** STATED TASK **
Count how many lines in the records contain the word "bird", and reply with only that number.

** PROVIDED ENTRIES **
.....
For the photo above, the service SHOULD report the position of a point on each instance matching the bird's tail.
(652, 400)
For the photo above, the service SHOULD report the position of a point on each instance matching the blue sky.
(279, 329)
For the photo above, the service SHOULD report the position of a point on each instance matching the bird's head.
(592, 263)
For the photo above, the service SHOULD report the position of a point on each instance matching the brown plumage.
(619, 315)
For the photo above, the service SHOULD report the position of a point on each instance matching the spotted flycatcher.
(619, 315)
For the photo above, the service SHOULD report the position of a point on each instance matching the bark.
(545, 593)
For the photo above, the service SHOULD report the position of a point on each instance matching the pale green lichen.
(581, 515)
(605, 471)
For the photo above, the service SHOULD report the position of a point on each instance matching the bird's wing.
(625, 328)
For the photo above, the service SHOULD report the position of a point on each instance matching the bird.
.....
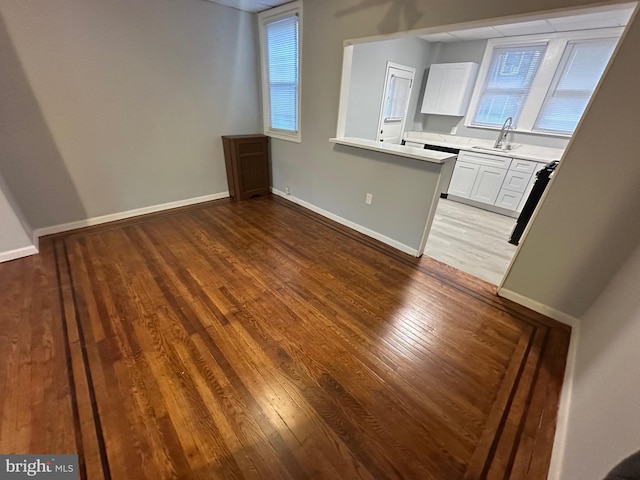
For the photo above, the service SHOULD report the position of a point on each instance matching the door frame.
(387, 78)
.....
** FULL SOLUTION **
4